What is being asked >>
Rewrite all the records below, changing every "photo" to "image" and keeping everything else unchanged. Leave the pictures out of your answer.
>> start Data supplied
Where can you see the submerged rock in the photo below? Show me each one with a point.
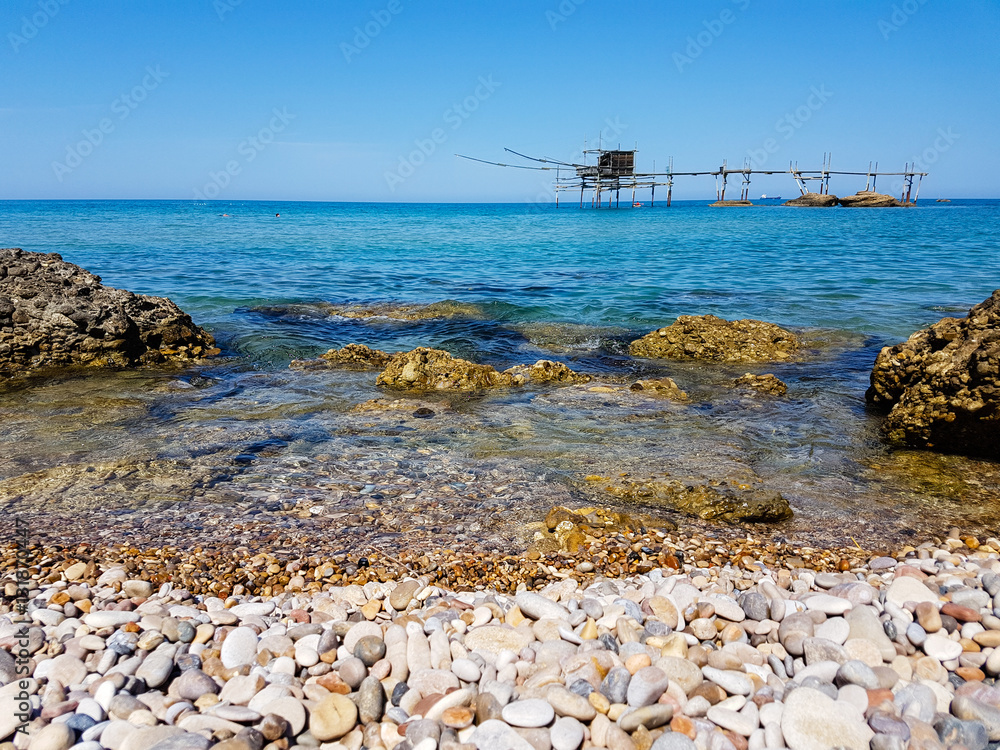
(546, 371)
(942, 385)
(350, 357)
(869, 199)
(767, 383)
(661, 387)
(443, 310)
(711, 338)
(813, 200)
(730, 501)
(425, 369)
(54, 313)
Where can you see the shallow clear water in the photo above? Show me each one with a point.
(534, 282)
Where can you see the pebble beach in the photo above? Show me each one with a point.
(759, 650)
(247, 547)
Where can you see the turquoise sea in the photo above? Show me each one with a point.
(528, 282)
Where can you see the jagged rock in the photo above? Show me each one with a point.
(546, 371)
(766, 383)
(661, 387)
(730, 500)
(712, 338)
(942, 385)
(443, 310)
(425, 369)
(350, 357)
(813, 200)
(54, 313)
(869, 199)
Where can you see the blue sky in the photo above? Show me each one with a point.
(370, 101)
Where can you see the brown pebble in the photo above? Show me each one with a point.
(739, 741)
(877, 697)
(333, 682)
(457, 717)
(683, 725)
(710, 692)
(273, 727)
(971, 674)
(426, 702)
(960, 613)
(928, 617)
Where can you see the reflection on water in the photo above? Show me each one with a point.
(502, 285)
(229, 432)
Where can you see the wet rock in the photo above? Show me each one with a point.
(813, 200)
(425, 369)
(665, 387)
(350, 357)
(545, 371)
(767, 383)
(941, 386)
(53, 314)
(723, 501)
(711, 338)
(869, 199)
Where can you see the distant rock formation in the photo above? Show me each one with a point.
(53, 313)
(767, 383)
(425, 369)
(350, 357)
(869, 199)
(813, 200)
(711, 338)
(942, 385)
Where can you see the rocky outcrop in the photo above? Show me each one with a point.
(730, 501)
(665, 387)
(53, 314)
(766, 383)
(814, 200)
(942, 385)
(545, 371)
(425, 369)
(350, 357)
(869, 199)
(443, 310)
(711, 338)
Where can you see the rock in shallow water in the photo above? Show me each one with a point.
(711, 338)
(942, 385)
(53, 313)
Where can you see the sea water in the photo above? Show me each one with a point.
(523, 282)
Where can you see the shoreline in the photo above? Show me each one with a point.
(724, 653)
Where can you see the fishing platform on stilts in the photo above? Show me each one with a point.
(614, 171)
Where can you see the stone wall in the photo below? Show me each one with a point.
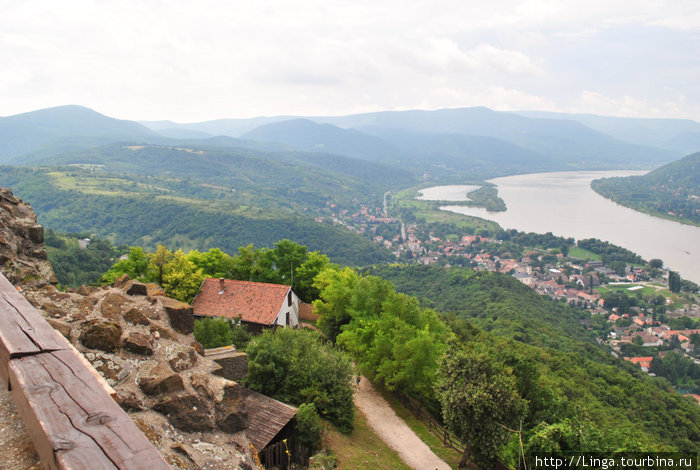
(234, 364)
(23, 258)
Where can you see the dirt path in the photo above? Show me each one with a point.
(394, 431)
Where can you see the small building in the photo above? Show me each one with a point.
(644, 362)
(256, 304)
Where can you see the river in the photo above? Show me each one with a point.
(564, 203)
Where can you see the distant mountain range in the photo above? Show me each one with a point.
(64, 128)
(672, 191)
(446, 142)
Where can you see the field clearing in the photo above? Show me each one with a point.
(644, 291)
(449, 455)
(580, 253)
(362, 448)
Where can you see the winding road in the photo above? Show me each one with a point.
(394, 431)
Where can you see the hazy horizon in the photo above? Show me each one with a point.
(188, 62)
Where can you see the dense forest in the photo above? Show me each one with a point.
(138, 218)
(672, 191)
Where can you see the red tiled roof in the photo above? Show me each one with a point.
(253, 302)
(644, 361)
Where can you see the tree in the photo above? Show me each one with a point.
(135, 265)
(213, 332)
(479, 400)
(181, 278)
(288, 256)
(336, 288)
(296, 366)
(305, 274)
(310, 427)
(656, 263)
(158, 260)
(674, 282)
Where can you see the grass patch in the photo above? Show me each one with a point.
(447, 454)
(646, 290)
(580, 253)
(362, 448)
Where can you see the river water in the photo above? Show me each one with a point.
(564, 203)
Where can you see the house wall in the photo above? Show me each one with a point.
(293, 312)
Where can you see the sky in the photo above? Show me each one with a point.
(190, 61)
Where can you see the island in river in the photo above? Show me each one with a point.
(564, 203)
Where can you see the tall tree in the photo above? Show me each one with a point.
(674, 281)
(479, 400)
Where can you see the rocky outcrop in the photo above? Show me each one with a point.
(23, 258)
(141, 343)
(180, 314)
(101, 335)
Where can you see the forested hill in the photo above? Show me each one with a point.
(580, 397)
(672, 191)
(64, 128)
(191, 213)
(494, 302)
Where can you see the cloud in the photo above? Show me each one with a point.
(187, 60)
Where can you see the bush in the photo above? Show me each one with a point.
(309, 426)
(213, 332)
(296, 366)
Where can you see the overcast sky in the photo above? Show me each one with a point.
(193, 61)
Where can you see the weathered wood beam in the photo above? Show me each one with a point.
(69, 413)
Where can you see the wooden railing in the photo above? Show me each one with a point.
(72, 419)
(281, 454)
(414, 406)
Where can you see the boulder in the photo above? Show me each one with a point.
(53, 310)
(102, 335)
(139, 343)
(60, 326)
(137, 288)
(154, 290)
(86, 304)
(231, 415)
(112, 305)
(161, 380)
(87, 290)
(180, 314)
(129, 401)
(36, 233)
(121, 280)
(200, 383)
(136, 317)
(182, 358)
(161, 332)
(186, 412)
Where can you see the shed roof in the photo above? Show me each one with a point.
(253, 302)
(266, 418)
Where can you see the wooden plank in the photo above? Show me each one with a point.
(23, 315)
(74, 419)
(105, 386)
(55, 438)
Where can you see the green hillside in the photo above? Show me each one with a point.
(183, 213)
(579, 396)
(67, 127)
(672, 191)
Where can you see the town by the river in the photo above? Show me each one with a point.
(564, 203)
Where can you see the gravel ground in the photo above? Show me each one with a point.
(394, 431)
(16, 448)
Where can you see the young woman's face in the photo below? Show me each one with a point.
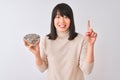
(62, 23)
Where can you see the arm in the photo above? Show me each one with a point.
(87, 53)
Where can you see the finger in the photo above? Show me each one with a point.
(88, 26)
(25, 43)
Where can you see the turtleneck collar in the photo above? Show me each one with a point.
(64, 34)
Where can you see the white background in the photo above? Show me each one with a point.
(19, 17)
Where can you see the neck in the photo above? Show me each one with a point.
(64, 34)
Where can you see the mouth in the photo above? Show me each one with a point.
(62, 26)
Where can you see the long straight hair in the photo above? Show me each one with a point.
(66, 10)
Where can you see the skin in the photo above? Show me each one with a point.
(62, 24)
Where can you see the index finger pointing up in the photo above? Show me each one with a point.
(88, 26)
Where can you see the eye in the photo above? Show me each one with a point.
(65, 17)
(57, 16)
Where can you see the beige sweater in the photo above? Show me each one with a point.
(64, 59)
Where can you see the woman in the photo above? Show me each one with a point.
(66, 55)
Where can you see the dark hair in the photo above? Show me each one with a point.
(66, 10)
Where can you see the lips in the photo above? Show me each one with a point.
(62, 26)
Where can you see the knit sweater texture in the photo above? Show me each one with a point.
(64, 59)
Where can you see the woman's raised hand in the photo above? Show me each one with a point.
(34, 49)
(90, 34)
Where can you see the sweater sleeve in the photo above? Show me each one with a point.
(85, 67)
(43, 55)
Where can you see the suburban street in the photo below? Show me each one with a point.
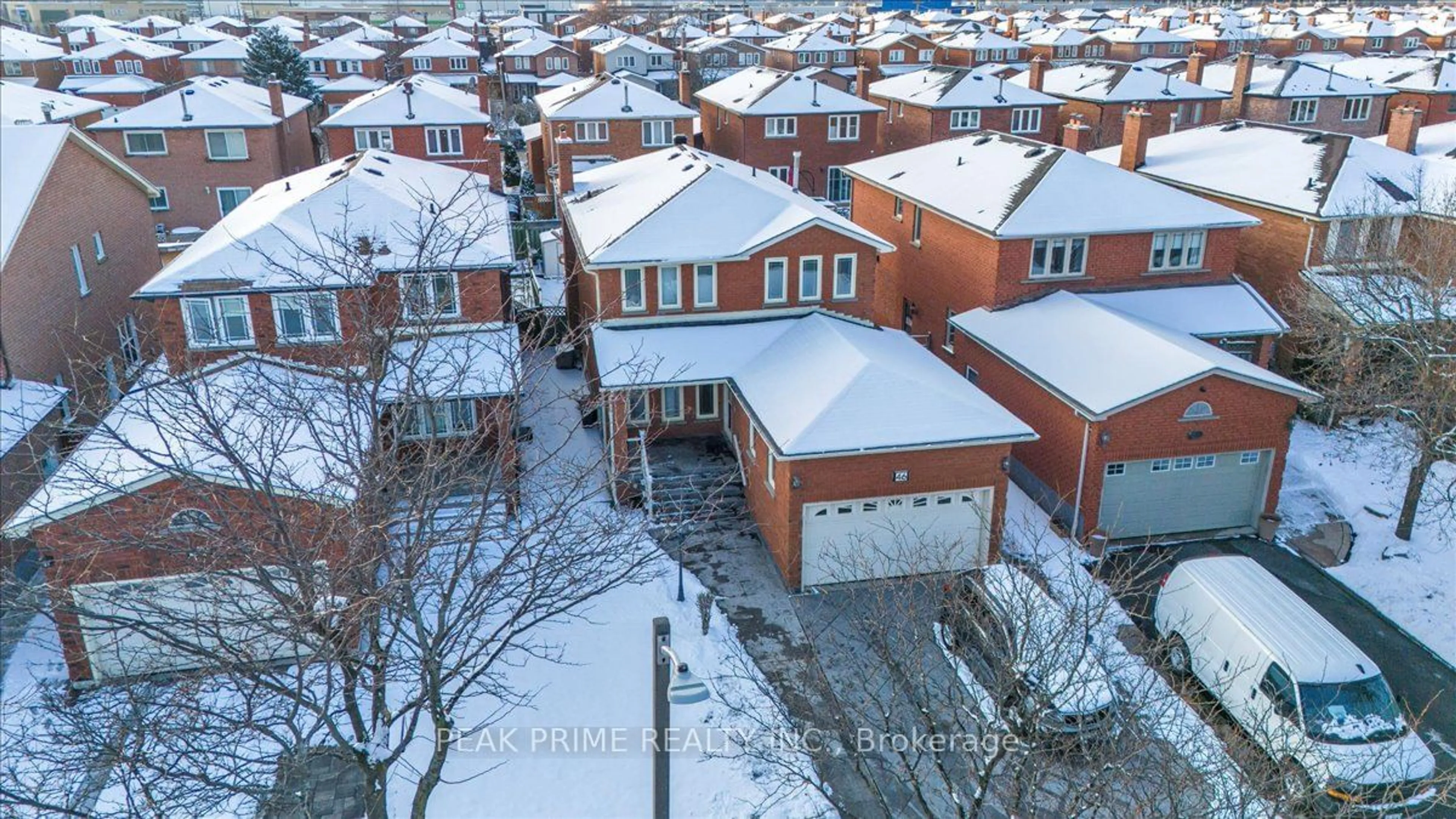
(1423, 682)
>> end Data supplied
Finished answer >>
Where can you see the submerged rock in the image below? Show me each one with a point.
(546, 371)
(942, 385)
(350, 357)
(869, 199)
(767, 383)
(661, 387)
(443, 310)
(711, 338)
(813, 200)
(730, 501)
(425, 369)
(54, 313)
Where can you see the shallow clear water in the image above? Show me each one with a point.
(534, 282)
Where can you see the pebble beach in the image above? Show me each one with a point.
(759, 650)
(247, 547)
Where can you see the turquoise sea in the image above? Show me each one with a point.
(528, 282)
Where can you see the jagged rock in the image above? Show me each one with a point.
(546, 371)
(766, 383)
(661, 387)
(730, 500)
(712, 338)
(942, 385)
(443, 310)
(425, 369)
(350, 357)
(813, 200)
(54, 313)
(869, 199)
Where can you see the blue sky in the image above? Show me each one with a point.
(370, 101)
Where can you see the brown pebble in the image above? Show me each one with a point.
(739, 741)
(877, 697)
(333, 682)
(457, 717)
(683, 725)
(710, 692)
(273, 727)
(971, 674)
(426, 702)
(960, 613)
(928, 617)
Where can you see the reflection on water in the image above? Show me each one with a point.
(502, 285)
(229, 432)
Where can you see the wet rock in the image above? Show me each one with a point.
(813, 200)
(425, 369)
(665, 387)
(350, 357)
(545, 371)
(767, 383)
(941, 386)
(53, 314)
(723, 501)
(711, 338)
(869, 199)
Where can you see the distant rock formation in the image above? Show me each one with a point.
(53, 313)
(767, 383)
(425, 369)
(350, 357)
(869, 199)
(813, 200)
(711, 338)
(942, 385)
Where can you see the rocky outcrop in the image above? Show me each one with a point.
(730, 501)
(665, 387)
(53, 314)
(766, 383)
(814, 200)
(942, 385)
(545, 371)
(425, 369)
(350, 357)
(869, 199)
(443, 310)
(711, 338)
Where can you see the rock in shallow water in the image above? Show me each one with a point.
(711, 338)
(942, 385)
(53, 313)
Where can you see the sea water in the image above? Show me each one with a point.
(523, 282)
Where can you see the shoreline in the image above? Show me each one with a point.
(724, 653)
Where can you see the fishing platform on stilts in the image above? Show me each one with a point.
(614, 171)
Where can you see the stone wall in the image below? Show me each one with a point.
(234, 364)
(23, 258)
Where can you see the dirt path in the image above? Show me each one with a point.
(394, 431)
Where can you see the small building in the image above? Show me each one with a point.
(644, 362)
(256, 304)
Where can you see the river in the image above? Show me each one with a point.
(564, 203)
Where can you see the distant mountain range in the image above? Show me each one with a point.
(64, 128)
(672, 191)
(446, 142)
Where can you see the field clearing in the image above? Show me each one with a point.
(644, 291)
(449, 455)
(580, 253)
(362, 448)
Where can you see the winding road in the image above? Show me each one with a point.
(394, 431)
Where can you see the hazy horizon in the image above? Show me each one with a point.
(188, 62)
Where can you see the dense forest in the image above? Show me each one with a point.
(138, 218)
(672, 191)
Where can you see the red tiled roof in the image above? Show me each one with a point.
(253, 302)
(644, 361)
Where can you see the tree in the image above? Show me each one with a point.
(135, 265)
(213, 332)
(479, 400)
(181, 278)
(288, 256)
(336, 288)
(296, 366)
(305, 274)
(310, 427)
(656, 263)
(158, 260)
(674, 282)
Where can you see the grass patch in the image above? Show me each one with a point.
(447, 454)
(646, 290)
(580, 253)
(362, 448)
Where can you see the river water in the image above? Show me each one with a point.
(564, 203)
Where can you see the house wall in the image above? Show me each one with a point.
(293, 312)
Where can you see the sky in the image above? Show me each one with a point.
(190, 61)
Where can you see the island in river in the image above? Show me each one with a point.
(564, 203)
Where can you see the tall tree in the image above? Show me each one with a point.
(674, 281)
(479, 400)
Where can you see the rocky outcrop in the image above? Show me each one with a point.
(23, 258)
(141, 343)
(180, 314)
(101, 335)
Where can you see the forested hill in the image above? Show me each one with a point.
(580, 397)
(672, 191)
(64, 128)
(191, 213)
(494, 302)
Where can you see the cloud in the image above? Show me each one with a point.
(187, 60)
Where can you see the bush in the image above? Show me each one with a point.
(309, 426)
(213, 332)
(296, 366)
Where can you see the overcast sky in the image above? Show me each one with a point.
(193, 61)
Where can you see the weathered wood beam in the image above? Show me each one with a point.
(69, 413)
Where can you see the wooden railing in the image above? Show me each one with a point.
(72, 419)
(281, 454)
(414, 406)
Where can you see the boulder in the image above? Show me each one with a point.
(53, 310)
(102, 335)
(139, 343)
(60, 326)
(137, 288)
(154, 290)
(86, 304)
(231, 415)
(112, 305)
(161, 380)
(87, 290)
(180, 314)
(129, 401)
(36, 233)
(121, 280)
(200, 383)
(136, 317)
(182, 358)
(161, 332)
(186, 412)
Where can you see the shed roof in the image above? Show me each one with a point.
(253, 302)
(266, 418)
Where can you see the wooden plank in the image above? Show me each one with a point.
(23, 315)
(74, 419)
(105, 386)
(55, 438)
Where can you see the green hillside in the image above? Show me each one with a point.
(183, 213)
(579, 396)
(67, 127)
(672, 191)
Where can you see the town by the river in the image above? Show me each one with a point.
(564, 203)
Where can you see the gravel ground in the image above? Show me each one with a point.
(394, 431)
(16, 448)
Where can you see the young woman's face in the image below? Show me each one with a point.
(62, 23)
Where can you see the arm in the image above? Show me each one with a point.
(87, 53)
Where can you see the finger in the image above? Show me each one with a point.
(88, 26)
(25, 43)
Where can you see the turtleneck collar in the image above? Show me each one with a point.
(64, 34)
Where can you see the white background in the image above? Show me each one with a point.
(19, 17)
Where can you see the neck in the image above? Show me each one with a point.
(64, 34)
Where can you see the mouth in the image above? Show me each one with a point.
(62, 26)
Where can you see the long straight hair in the image above? Show me each one with a point.
(66, 10)
Where can you see the skin in the image above? Show me each one with a point.
(62, 24)
Where can you see the index finger pointing up in the image above? Show me each one with a point.
(88, 26)
Where can you see the eye in the image above? Show me each one with a point.
(65, 17)
(57, 16)
Where can you see the beige sweater in the image above? Show me each one with a point.
(64, 59)
Where can you see the woman in the image above? Show me each one with a point.
(66, 55)
Where can you see the dark hair in the image above? Show me each one with a point.
(66, 10)
Where can you see the lips in the image above? Show me each one with a point.
(62, 26)
Where can you see the knit sweater texture in the image above? Show me each one with a point.
(64, 59)
Where can you see the woman's raised hand in the image above? Show me each one with a point.
(34, 49)
(90, 34)
Where can you see the sweater sleeve in the image above? Show me each one with a point.
(85, 67)
(43, 55)
Where can you see the suburban street in the image below? Show me each one with a point.
(1423, 682)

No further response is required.